**Excerpted records:**
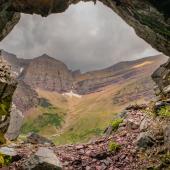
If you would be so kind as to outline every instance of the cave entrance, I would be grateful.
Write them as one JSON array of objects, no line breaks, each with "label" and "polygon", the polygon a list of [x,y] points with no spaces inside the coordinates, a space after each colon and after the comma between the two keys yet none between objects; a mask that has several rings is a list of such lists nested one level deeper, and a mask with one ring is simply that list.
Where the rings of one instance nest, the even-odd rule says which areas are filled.
[{"label": "cave entrance", "polygon": [[29,118],[22,135],[33,131],[58,144],[101,135],[129,101],[153,97],[150,75],[165,60],[117,14],[92,2],[47,18],[23,14],[0,47],[19,79],[14,103]]},{"label": "cave entrance", "polygon": [[157,54],[101,2],[79,2],[46,18],[22,14],[0,47],[21,58],[46,53],[83,72]]}]

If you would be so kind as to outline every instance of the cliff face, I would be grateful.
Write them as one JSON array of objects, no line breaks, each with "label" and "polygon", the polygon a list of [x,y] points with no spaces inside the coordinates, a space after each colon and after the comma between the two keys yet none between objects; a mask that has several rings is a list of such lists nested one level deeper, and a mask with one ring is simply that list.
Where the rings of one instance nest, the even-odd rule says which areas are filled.
[{"label": "cliff face", "polygon": [[10,67],[0,61],[0,144],[5,142],[6,133],[10,122],[10,108],[12,96],[16,89],[16,81],[11,77]]},{"label": "cliff face", "polygon": [[72,74],[61,61],[44,54],[33,59],[22,74],[32,88],[65,92],[72,88]]},{"label": "cliff face", "polygon": [[31,107],[37,105],[39,99],[36,91],[20,79],[20,76],[29,64],[30,60],[19,59],[16,55],[4,50],[1,50],[0,59],[5,60],[9,65],[11,65],[11,75],[15,77],[18,82],[13,95],[13,103],[17,106],[17,108],[20,111],[25,112]]},{"label": "cliff face", "polygon": [[101,91],[102,88],[125,82],[128,79],[135,79],[145,74],[150,76],[155,68],[166,62],[163,55],[144,58],[136,61],[120,62],[103,70],[91,71],[78,74],[74,78],[74,89],[79,94]]}]

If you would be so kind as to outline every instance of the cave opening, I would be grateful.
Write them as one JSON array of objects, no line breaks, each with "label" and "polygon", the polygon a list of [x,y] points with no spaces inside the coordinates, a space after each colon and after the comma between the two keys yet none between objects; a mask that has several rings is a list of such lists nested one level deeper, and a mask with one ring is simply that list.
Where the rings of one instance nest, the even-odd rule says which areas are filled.
[{"label": "cave opening", "polygon": [[158,54],[101,2],[79,2],[46,18],[22,14],[0,47],[20,58],[47,54],[82,72]]},{"label": "cave opening", "polygon": [[22,135],[57,144],[100,136],[123,107],[153,98],[151,74],[167,60],[100,2],[47,18],[22,14],[0,48],[19,82],[13,99],[28,118]]}]

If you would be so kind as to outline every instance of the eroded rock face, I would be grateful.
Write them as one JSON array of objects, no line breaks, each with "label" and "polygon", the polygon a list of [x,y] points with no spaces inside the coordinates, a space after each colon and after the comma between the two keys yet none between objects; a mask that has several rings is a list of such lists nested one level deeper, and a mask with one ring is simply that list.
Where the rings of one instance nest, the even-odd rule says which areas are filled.
[{"label": "eroded rock face", "polygon": [[8,6],[9,1],[0,1],[0,40],[13,29],[20,19],[19,13],[7,11]]},{"label": "eroded rock face", "polygon": [[64,63],[46,54],[33,59],[21,77],[33,89],[66,92],[72,88],[71,71]]},{"label": "eroded rock face", "polygon": [[10,123],[12,96],[16,89],[16,81],[10,75],[10,67],[0,61],[0,143],[4,143],[4,134]]},{"label": "eroded rock face", "polygon": [[[40,14],[64,12],[69,5],[80,0],[13,0],[2,1],[2,9],[12,12]],[[96,0],[83,0],[94,1]],[[169,0],[100,0],[131,25],[138,36],[154,48],[170,55],[170,2]],[[9,14],[9,12],[8,12]],[[6,18],[6,17],[5,17]],[[10,20],[10,19],[9,19]],[[7,20],[6,23],[9,21]],[[10,20],[12,21],[12,19]],[[15,25],[12,23],[10,25]],[[2,32],[2,31],[1,31]],[[8,32],[6,32],[7,34]],[[4,36],[3,36],[4,37]],[[2,38],[1,38],[2,39]]]},{"label": "eroded rock face", "polygon": [[170,60],[161,65],[152,75],[157,84],[155,91],[161,98],[170,97]]}]

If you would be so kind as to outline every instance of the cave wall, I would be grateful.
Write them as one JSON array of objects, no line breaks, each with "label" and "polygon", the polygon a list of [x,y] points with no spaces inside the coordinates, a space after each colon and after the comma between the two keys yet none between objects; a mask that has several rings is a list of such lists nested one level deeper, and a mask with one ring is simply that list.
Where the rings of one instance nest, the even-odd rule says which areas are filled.
[{"label": "cave wall", "polygon": [[0,41],[8,35],[20,19],[19,13],[7,11],[9,4],[7,0],[0,0]]}]

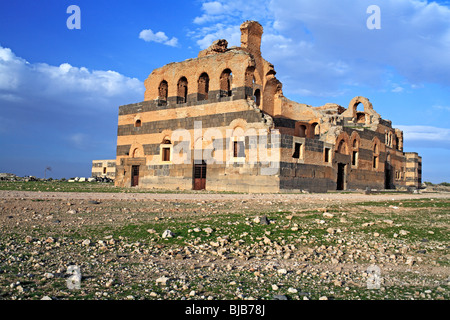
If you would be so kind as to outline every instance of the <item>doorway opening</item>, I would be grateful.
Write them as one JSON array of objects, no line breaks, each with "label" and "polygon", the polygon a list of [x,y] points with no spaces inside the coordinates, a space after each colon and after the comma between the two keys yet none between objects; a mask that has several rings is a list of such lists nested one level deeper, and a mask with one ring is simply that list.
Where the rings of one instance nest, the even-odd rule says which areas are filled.
[{"label": "doorway opening", "polygon": [[344,163],[338,163],[336,190],[345,190],[345,169],[346,165]]},{"label": "doorway opening", "polygon": [[392,167],[389,162],[386,162],[384,170],[384,188],[392,189]]},{"label": "doorway opening", "polygon": [[206,162],[194,162],[194,190],[206,188]]},{"label": "doorway opening", "polygon": [[136,187],[139,185],[139,166],[131,167],[131,186]]}]

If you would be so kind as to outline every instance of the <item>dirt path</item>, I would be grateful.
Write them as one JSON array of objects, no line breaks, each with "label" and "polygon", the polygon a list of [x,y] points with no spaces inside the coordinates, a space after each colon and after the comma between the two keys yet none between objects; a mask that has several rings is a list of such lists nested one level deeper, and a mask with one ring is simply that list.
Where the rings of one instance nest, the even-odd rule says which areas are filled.
[{"label": "dirt path", "polygon": [[363,193],[308,193],[308,194],[220,194],[220,193],[95,193],[95,192],[39,192],[0,191],[0,199],[83,199],[83,200],[304,200],[304,201],[390,201],[405,199],[450,198],[450,193],[419,194],[363,194]]}]

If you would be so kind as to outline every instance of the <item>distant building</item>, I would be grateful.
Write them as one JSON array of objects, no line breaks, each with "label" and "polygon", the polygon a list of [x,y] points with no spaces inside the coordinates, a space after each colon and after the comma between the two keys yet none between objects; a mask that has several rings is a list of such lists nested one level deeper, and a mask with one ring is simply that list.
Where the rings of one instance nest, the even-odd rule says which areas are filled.
[{"label": "distant building", "polygon": [[420,187],[421,157],[403,151],[403,132],[369,99],[356,96],[344,108],[286,98],[274,66],[261,56],[262,33],[258,22],[246,21],[240,47],[220,39],[197,58],[153,70],[144,101],[119,107],[116,186],[238,192]]},{"label": "distant building", "polygon": [[93,160],[92,177],[114,179],[116,177],[116,160]]}]

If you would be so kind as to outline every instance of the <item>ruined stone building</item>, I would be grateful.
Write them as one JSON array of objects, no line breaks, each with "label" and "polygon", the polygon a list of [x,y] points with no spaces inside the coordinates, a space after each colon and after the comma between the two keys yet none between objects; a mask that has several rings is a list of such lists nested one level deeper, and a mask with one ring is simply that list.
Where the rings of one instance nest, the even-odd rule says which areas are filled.
[{"label": "ruined stone building", "polygon": [[114,179],[116,176],[116,160],[92,160],[93,178]]},{"label": "ruined stone building", "polygon": [[[262,26],[217,40],[145,80],[119,107],[116,186],[279,192],[419,187],[421,157],[367,98],[344,108],[291,101],[261,56]],[[363,111],[359,111],[362,105]]]}]

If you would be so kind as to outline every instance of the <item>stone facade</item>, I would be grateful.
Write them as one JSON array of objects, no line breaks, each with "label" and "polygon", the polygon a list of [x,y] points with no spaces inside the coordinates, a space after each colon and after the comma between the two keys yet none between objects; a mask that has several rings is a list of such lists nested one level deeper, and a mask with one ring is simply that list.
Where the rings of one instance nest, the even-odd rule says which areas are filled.
[{"label": "stone facade", "polygon": [[[144,101],[119,107],[115,184],[164,189],[323,192],[419,187],[421,158],[367,98],[348,108],[287,99],[241,25],[197,58],[153,70]],[[358,110],[358,105],[364,107]]]},{"label": "stone facade", "polygon": [[116,160],[93,160],[92,177],[114,179],[116,177]]}]

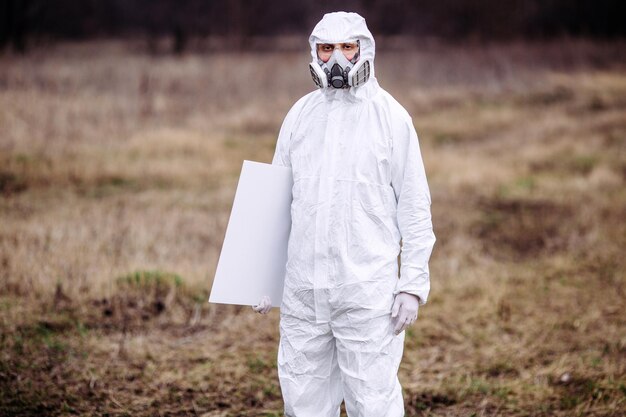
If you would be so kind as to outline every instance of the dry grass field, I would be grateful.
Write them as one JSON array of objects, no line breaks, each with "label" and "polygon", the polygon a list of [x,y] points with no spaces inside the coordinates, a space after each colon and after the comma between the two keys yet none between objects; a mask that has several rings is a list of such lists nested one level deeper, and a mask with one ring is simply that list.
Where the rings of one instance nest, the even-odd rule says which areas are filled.
[{"label": "dry grass field", "polygon": [[[379,51],[438,238],[406,415],[625,415],[626,44]],[[0,56],[0,415],[282,416],[278,312],[206,300],[307,60]]]}]

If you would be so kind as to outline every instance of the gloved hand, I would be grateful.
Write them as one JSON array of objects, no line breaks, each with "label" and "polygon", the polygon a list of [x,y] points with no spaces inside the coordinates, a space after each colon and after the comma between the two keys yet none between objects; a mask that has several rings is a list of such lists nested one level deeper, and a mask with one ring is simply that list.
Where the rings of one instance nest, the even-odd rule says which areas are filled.
[{"label": "gloved hand", "polygon": [[272,300],[269,296],[263,296],[259,304],[252,306],[252,309],[257,313],[267,314],[272,309]]},{"label": "gloved hand", "polygon": [[400,334],[410,324],[417,320],[419,298],[416,295],[401,292],[396,295],[391,308],[391,319],[395,323],[394,333]]}]

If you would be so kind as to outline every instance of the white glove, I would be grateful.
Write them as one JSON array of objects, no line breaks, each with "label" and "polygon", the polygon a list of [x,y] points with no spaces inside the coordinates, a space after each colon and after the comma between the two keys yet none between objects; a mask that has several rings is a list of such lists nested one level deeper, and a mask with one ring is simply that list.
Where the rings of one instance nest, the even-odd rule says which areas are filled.
[{"label": "white glove", "polygon": [[391,308],[391,319],[395,323],[394,333],[400,334],[410,324],[417,320],[419,298],[416,295],[401,292],[396,295]]},{"label": "white glove", "polygon": [[259,304],[252,306],[252,309],[257,313],[267,314],[272,309],[272,300],[269,296],[263,296]]}]

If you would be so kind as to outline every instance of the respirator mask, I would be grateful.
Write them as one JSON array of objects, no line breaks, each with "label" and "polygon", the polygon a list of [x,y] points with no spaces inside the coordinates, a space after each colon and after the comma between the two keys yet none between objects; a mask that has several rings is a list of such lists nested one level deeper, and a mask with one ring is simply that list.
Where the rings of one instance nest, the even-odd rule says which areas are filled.
[{"label": "respirator mask", "polygon": [[358,52],[351,60],[345,57],[342,51],[335,49],[324,62],[319,58],[309,64],[311,77],[318,88],[348,88],[359,87],[367,82],[370,77],[369,61],[359,60],[360,43],[357,41]]}]

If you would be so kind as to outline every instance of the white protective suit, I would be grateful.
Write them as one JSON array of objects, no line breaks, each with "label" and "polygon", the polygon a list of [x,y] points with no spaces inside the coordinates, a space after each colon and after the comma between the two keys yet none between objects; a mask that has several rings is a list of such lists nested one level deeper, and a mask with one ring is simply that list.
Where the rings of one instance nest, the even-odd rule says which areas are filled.
[{"label": "white protective suit", "polygon": [[435,236],[418,138],[378,85],[365,20],[324,15],[311,55],[317,43],[354,39],[370,60],[369,81],[298,100],[272,161],[290,166],[294,181],[278,351],[286,416],[339,416],[344,398],[350,417],[403,416],[404,332],[394,334],[391,307],[398,292],[424,304],[430,290]]}]

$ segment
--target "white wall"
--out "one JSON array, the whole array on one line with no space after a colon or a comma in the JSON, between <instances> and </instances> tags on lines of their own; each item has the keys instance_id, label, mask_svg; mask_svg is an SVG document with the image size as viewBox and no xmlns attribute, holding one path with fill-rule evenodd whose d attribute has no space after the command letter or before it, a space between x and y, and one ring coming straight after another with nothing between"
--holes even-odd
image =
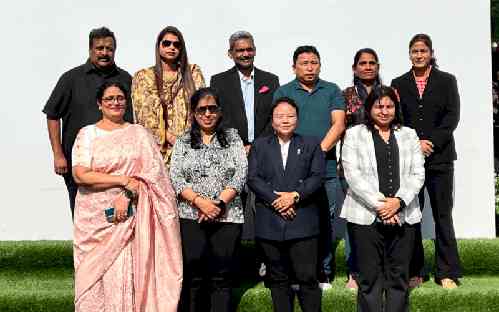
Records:
<instances>
[{"instance_id":1,"label":"white wall","mask_svg":"<svg viewBox=\"0 0 499 312\"><path fill-rule=\"evenodd\" d=\"M322 56L321 77L342 88L355 51L372 47L389 84L407 71L408 41L429 33L442 70L457 76L461 122L456 131L454 223L457 236L494 235L489 1L27 1L0 13L0 240L70 239L71 217L41 109L59 76L86 60L88 32L106 25L117 35L117 64L130 73L154 61L166 25L184 33L191 62L206 80L231 66L227 39L236 30L256 38L256 63L293 78L298 45Z\"/></svg>"}]
</instances>

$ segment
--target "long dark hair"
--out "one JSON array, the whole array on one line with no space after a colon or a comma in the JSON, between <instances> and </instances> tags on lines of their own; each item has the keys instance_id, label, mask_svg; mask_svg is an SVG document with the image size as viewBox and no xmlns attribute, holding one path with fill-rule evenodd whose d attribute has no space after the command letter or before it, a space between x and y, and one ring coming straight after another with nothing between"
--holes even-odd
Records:
<instances>
[{"instance_id":1,"label":"long dark hair","mask_svg":"<svg viewBox=\"0 0 499 312\"><path fill-rule=\"evenodd\" d=\"M409 41L409 51L411 50L412 46L416 42L422 42L422 43L424 43L425 46L427 46L430 49L430 51L431 51L430 65L435 67L435 68L438 68L437 59L435 58L435 56L433 54L433 43L431 41L430 36L427 34L414 35L414 37L412 37L411 41Z\"/></svg>"},{"instance_id":2,"label":"long dark hair","mask_svg":"<svg viewBox=\"0 0 499 312\"><path fill-rule=\"evenodd\" d=\"M359 60L360 60L360 57L362 56L362 54L370 54L374 57L374 59L376 60L376 63L379 64L379 58L378 58L378 54L376 53L376 51L374 51L373 49L371 48L363 48L363 49L360 49L359 51L357 51L353 57L353 64L352 64L352 68L355 68L357 66L357 64L359 63ZM381 78L379 77L379 71L378 71L378 74L376 75L376 83L377 84L381 84ZM356 85L358 82L360 82L360 78L357 77L355 74L353 75L353 83L354 85Z\"/></svg>"},{"instance_id":3,"label":"long dark hair","mask_svg":"<svg viewBox=\"0 0 499 312\"><path fill-rule=\"evenodd\" d=\"M201 101L204 98L212 98L215 100L215 103L217 106L220 106L218 94L213 88L201 88L197 91L194 92L194 94L191 97L191 112L194 114L194 111L196 110L196 107L199 104L199 101ZM221 113L219 113L221 114ZM225 127L222 125L222 118L223 115L220 115L218 118L217 124L215 125L215 136L218 140L218 143L220 143L220 146L223 148L226 148L229 146L229 142L227 142L227 131ZM201 127L199 126L196 118L192 118L192 125L191 125L191 148L193 149L200 149L203 140L201 139Z\"/></svg>"},{"instance_id":4,"label":"long dark hair","mask_svg":"<svg viewBox=\"0 0 499 312\"><path fill-rule=\"evenodd\" d=\"M375 125L375 122L371 117L371 110L374 106L374 103L384 97L390 98L390 100L392 100L392 102L395 104L395 117L390 124L390 128L400 128L403 124L402 112L400 111L400 102L398 100L397 94L395 93L395 90L388 86L378 86L374 88L371 93L369 93L369 96L367 97L365 102L366 110L364 124L371 131L374 130Z\"/></svg>"},{"instance_id":5,"label":"long dark hair","mask_svg":"<svg viewBox=\"0 0 499 312\"><path fill-rule=\"evenodd\" d=\"M187 59L187 50L185 47L185 40L184 36L174 26L167 26L163 28L158 34L158 37L156 38L156 45L154 46L154 51L156 55L156 63L154 65L154 75L156 77L156 87L158 89L158 95L160 98L160 101L163 100L163 68L161 67L161 55L159 54L159 46L161 44L161 40L166 34L172 34L177 36L178 41L181 44L180 47L180 54L177 58L177 65L180 68L180 73L182 74L182 81L180 82L181 87L184 91L184 96L185 96L185 103L186 103L186 110L189 110L189 102L190 97L194 93L194 90L196 89L194 85L194 79L192 78L192 73L189 67L189 60ZM167 120L167 119L165 119Z\"/></svg>"}]
</instances>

**Exercise details:**
Return the lines above that include the string "target".

**Problem solution:**
--target "white wall"
--target "long dark hair"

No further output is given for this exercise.